== WHAT THIS TASK INVOLVES ==
Extract, unchanged, every line from the top of the material below through the line with "Target: person holding phone", and no more.

== SUPPLIED MATERIAL ==
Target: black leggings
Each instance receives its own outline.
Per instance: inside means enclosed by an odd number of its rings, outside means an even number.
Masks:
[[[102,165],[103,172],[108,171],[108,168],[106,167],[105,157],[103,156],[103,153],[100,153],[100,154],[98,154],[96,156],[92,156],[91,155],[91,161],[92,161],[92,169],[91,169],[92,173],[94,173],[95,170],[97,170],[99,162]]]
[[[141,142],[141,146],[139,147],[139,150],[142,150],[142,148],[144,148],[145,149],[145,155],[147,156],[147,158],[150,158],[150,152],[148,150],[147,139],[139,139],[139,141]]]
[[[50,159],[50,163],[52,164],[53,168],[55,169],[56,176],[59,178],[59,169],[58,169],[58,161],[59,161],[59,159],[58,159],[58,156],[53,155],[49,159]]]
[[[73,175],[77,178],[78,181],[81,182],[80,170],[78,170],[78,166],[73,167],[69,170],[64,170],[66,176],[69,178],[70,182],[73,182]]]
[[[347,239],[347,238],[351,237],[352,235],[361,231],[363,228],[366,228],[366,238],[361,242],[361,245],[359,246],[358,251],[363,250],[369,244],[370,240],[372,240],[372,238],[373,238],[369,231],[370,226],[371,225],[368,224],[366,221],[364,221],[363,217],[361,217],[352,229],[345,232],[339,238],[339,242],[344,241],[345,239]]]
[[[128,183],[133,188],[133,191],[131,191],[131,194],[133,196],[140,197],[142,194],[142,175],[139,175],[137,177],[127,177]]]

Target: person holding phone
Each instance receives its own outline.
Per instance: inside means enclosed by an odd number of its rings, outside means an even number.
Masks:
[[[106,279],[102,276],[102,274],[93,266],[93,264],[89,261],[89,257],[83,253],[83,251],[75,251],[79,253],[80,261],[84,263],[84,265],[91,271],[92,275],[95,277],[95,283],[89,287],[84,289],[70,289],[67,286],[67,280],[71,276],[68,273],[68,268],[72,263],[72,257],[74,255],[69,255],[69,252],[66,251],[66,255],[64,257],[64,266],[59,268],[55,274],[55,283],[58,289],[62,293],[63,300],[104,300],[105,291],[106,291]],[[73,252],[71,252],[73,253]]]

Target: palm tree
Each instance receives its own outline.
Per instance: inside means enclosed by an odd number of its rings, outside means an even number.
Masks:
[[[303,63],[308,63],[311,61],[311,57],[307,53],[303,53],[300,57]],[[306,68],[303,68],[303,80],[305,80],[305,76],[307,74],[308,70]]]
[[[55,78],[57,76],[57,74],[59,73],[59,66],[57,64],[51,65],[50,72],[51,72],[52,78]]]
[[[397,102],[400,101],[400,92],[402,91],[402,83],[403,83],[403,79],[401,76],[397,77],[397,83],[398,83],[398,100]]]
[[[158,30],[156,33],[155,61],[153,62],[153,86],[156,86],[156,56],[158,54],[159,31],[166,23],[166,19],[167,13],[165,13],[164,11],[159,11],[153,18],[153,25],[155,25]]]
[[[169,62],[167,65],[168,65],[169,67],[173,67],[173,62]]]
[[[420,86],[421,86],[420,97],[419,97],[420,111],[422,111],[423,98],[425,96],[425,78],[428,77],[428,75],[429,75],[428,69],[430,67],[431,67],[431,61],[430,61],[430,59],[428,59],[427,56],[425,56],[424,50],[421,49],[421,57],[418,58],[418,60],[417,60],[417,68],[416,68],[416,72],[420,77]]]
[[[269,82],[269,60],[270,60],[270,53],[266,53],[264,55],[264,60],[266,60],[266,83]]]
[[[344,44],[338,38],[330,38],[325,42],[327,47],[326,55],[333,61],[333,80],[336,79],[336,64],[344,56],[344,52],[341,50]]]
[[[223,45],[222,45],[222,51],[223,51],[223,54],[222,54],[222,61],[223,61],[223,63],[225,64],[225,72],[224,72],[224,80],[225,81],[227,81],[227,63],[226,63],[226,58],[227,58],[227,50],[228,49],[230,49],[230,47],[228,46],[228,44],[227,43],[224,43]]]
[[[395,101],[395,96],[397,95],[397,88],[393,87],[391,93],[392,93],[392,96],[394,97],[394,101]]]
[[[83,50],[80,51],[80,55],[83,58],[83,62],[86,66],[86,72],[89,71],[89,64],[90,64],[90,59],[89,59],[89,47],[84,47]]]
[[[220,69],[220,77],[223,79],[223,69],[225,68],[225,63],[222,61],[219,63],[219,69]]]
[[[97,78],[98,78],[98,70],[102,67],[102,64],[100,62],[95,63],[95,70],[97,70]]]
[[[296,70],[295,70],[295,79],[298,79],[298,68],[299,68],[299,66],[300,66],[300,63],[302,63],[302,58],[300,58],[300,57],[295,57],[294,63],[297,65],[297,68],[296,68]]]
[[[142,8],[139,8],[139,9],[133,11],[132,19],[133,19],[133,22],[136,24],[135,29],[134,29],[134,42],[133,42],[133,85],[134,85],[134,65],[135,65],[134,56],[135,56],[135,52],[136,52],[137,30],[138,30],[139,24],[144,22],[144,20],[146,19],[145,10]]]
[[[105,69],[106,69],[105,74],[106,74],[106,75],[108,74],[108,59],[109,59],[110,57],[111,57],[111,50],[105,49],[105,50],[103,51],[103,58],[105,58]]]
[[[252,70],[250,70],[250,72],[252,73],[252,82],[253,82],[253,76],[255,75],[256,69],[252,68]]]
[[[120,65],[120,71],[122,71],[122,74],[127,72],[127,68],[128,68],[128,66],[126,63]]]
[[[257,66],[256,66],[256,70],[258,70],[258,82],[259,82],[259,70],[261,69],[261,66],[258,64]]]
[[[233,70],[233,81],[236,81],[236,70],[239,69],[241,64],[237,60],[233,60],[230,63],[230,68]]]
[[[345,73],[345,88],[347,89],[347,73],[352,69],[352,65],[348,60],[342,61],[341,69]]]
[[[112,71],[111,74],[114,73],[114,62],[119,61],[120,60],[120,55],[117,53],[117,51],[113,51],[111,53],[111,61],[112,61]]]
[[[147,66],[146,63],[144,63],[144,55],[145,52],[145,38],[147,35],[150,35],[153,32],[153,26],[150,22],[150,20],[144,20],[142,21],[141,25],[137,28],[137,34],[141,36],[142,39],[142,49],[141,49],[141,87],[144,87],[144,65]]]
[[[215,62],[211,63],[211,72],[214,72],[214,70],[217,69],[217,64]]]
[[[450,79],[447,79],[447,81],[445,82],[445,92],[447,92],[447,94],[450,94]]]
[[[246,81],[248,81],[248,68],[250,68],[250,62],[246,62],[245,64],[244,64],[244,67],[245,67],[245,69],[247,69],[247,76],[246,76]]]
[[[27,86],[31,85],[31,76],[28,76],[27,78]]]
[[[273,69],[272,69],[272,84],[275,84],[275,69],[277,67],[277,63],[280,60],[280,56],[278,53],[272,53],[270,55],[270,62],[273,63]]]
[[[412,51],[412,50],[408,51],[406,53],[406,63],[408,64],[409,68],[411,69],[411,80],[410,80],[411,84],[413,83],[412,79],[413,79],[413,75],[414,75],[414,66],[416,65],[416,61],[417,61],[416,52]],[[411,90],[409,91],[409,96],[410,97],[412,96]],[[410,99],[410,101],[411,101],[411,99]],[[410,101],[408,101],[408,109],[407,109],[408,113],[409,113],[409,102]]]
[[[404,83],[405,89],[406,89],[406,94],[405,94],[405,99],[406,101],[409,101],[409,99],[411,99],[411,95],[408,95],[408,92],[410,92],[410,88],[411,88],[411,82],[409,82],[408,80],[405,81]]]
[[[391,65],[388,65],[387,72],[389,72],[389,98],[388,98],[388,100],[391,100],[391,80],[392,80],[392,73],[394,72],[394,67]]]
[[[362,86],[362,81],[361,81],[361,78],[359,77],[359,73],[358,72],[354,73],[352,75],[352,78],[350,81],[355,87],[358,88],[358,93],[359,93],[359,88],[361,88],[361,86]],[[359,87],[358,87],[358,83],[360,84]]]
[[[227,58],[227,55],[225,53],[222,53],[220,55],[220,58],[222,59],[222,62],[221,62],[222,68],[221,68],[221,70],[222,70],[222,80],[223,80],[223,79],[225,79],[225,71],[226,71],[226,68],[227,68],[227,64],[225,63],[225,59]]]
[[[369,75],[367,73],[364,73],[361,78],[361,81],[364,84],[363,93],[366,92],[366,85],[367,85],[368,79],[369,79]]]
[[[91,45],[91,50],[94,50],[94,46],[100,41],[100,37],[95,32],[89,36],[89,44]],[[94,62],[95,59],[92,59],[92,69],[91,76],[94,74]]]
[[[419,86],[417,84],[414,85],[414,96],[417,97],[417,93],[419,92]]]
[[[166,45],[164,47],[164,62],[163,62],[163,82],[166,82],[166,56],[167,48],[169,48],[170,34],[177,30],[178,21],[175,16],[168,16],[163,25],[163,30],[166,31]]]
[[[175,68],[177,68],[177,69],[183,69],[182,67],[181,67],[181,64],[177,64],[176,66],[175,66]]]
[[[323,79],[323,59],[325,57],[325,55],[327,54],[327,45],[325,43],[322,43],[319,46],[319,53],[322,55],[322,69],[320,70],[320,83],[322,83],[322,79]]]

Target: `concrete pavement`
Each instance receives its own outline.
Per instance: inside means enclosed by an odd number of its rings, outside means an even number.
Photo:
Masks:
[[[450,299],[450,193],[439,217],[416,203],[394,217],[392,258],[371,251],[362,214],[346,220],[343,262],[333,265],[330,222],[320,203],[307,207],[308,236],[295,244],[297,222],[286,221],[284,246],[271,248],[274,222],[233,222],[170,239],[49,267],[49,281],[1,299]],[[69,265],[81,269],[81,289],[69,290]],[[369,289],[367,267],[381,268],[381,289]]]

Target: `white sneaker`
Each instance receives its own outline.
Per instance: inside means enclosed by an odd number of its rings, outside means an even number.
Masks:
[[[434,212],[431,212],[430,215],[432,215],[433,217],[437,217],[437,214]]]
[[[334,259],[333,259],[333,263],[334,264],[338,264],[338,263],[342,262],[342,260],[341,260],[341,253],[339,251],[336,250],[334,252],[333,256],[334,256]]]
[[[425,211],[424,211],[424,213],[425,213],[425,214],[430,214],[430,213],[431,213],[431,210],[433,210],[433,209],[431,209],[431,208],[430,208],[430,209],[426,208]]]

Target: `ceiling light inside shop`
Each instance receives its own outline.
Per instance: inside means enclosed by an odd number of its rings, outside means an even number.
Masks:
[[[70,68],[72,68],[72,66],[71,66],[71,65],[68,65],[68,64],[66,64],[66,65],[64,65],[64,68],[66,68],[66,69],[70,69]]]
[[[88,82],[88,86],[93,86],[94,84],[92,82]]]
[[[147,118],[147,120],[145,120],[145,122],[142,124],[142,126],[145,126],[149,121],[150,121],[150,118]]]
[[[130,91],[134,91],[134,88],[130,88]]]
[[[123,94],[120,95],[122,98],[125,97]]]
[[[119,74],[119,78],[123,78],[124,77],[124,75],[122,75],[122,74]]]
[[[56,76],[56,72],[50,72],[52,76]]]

== SOLUTION BELOW ==
Target: black leggings
Each instance receives its own outline.
Per instance: inside means enclosed by an odd number of its rings, outside means an even number.
Masks:
[[[102,165],[103,172],[108,171],[108,168],[106,167],[105,157],[103,156],[103,153],[100,153],[100,154],[98,154],[96,156],[92,156],[91,155],[91,161],[92,161],[92,169],[91,169],[92,173],[94,173],[95,170],[97,170],[99,162]]]
[[[141,142],[141,146],[139,147],[139,150],[142,150],[142,148],[144,148],[145,149],[145,155],[147,156],[147,158],[150,158],[150,152],[148,150],[147,139],[139,139],[139,141]]]
[[[50,159],[50,163],[52,164],[53,168],[55,169],[56,176],[59,178],[59,169],[58,169],[58,161],[59,161],[59,159],[58,159],[58,156],[53,155],[49,159]]]
[[[73,175],[77,178],[78,181],[81,182],[80,170],[78,170],[78,166],[73,167],[69,170],[64,170],[66,176],[69,178],[70,182],[73,182]]]
[[[347,239],[347,238],[351,237],[352,235],[361,231],[363,228],[366,228],[366,238],[361,242],[361,245],[359,246],[358,251],[363,250],[369,244],[370,240],[372,240],[372,238],[373,238],[369,231],[370,226],[371,225],[368,224],[366,221],[364,221],[363,217],[361,217],[352,229],[345,232],[339,238],[339,242],[344,241],[345,239]]]
[[[128,183],[133,188],[133,191],[131,191],[131,194],[133,196],[140,197],[142,194],[142,175],[139,175],[137,177],[127,177]]]

Target: person holding phone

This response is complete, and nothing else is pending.